Exercise requirements: Copy every line of the items below word for word, leaving out the pictures.

Dataset records:
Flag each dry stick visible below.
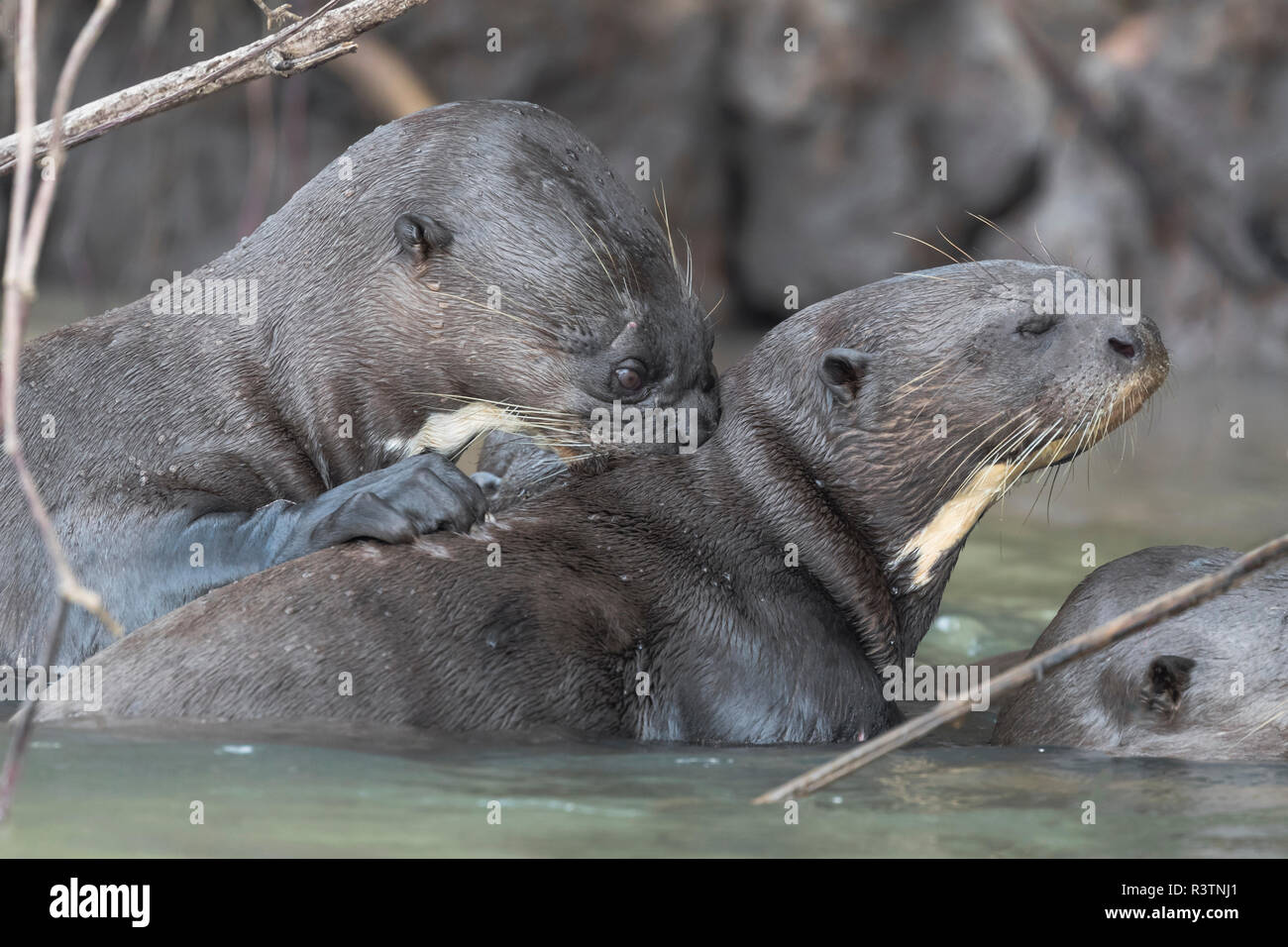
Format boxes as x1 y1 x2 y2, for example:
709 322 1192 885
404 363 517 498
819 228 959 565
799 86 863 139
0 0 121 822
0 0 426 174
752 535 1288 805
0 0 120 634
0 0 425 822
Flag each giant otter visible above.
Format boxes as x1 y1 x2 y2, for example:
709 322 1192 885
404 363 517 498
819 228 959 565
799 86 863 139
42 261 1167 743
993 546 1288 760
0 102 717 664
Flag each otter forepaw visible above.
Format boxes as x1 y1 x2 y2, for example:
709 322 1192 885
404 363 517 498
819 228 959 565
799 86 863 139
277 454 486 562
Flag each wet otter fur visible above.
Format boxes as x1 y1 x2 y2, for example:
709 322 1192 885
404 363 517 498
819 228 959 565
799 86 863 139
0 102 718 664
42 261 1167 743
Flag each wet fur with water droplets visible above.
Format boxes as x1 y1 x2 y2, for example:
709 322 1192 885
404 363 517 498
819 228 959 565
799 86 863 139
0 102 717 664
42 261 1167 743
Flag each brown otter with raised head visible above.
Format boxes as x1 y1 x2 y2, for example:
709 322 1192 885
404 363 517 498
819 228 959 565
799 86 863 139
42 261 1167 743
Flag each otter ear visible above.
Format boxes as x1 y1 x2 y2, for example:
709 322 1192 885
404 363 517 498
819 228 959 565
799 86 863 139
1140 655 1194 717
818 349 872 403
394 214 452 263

Exercise output:
Flag each dry stick visible below.
Format boxes as x1 y1 x2 y2, for example:
709 322 1192 885
404 363 517 498
819 228 959 565
799 86 863 139
0 0 121 822
0 0 426 174
752 535 1288 805
0 0 120 634
0 0 425 822
Flag each giant otter visible above.
Format boxes as x1 y1 x2 y2, for example:
709 322 1192 885
404 363 517 498
819 228 959 565
799 86 863 139
42 261 1167 743
993 546 1288 760
0 102 717 664
Flag each otter forepaw visible above.
Format boxes as x1 y1 x2 y2, for example:
709 322 1192 885
404 363 517 498
819 228 959 565
799 86 863 139
277 454 486 562
Flag each wet otter fur visible above.
Format boxes as x1 y1 x2 y2, for example:
709 322 1192 885
404 363 517 498
819 228 959 565
799 86 863 139
0 102 718 664
42 261 1167 743
Flag each wet fur with water droplets visible above.
Format boxes as x1 y1 x2 y2, for example:
709 322 1192 885
404 363 517 498
819 228 959 565
799 86 863 139
0 102 717 664
42 261 1167 743
Flag each brown otter with raised head visible above.
Format boxes as x1 y1 x2 y2, for example:
709 322 1192 885
404 363 517 498
819 228 959 565
799 86 863 139
42 261 1167 743
Flag each otter ear visible above.
Format boxes as x1 y1 x2 y2, for example:
709 322 1192 885
404 363 517 498
819 228 959 565
799 86 863 139
1140 655 1194 717
818 349 872 403
394 214 452 263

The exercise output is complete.